WHAT THIS TASK INVOLVES: Copy the following lines word for word, leaving out any pictures.

DATA:
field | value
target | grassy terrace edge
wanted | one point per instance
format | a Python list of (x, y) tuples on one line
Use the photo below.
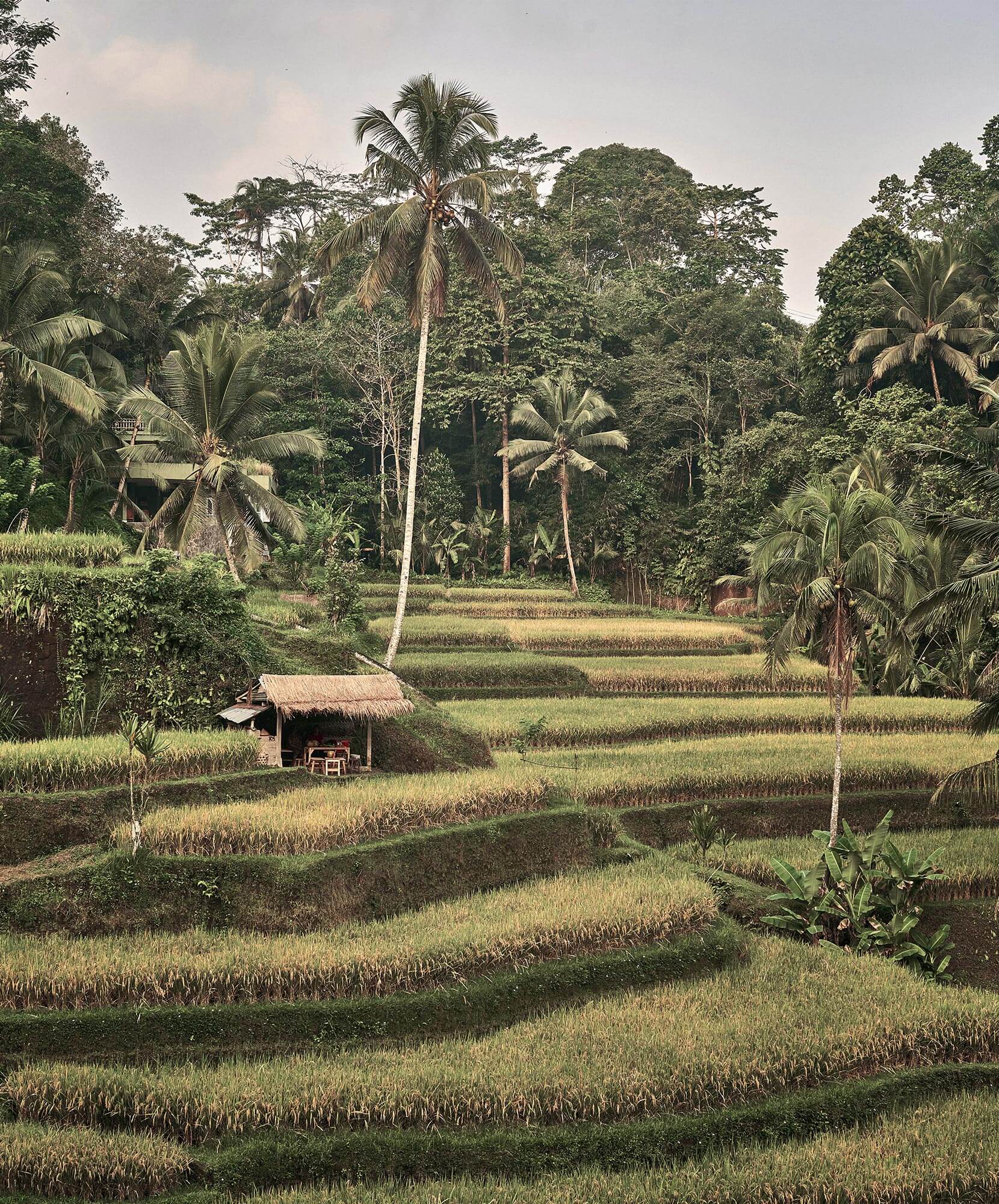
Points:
[(482, 1004)]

OUTPUT:
field | value
target | grassy terrace edge
wanted | one point per instance
format | a Python list of (x, y) tuples on one line
Use the photo below.
Points:
[(482, 1004)]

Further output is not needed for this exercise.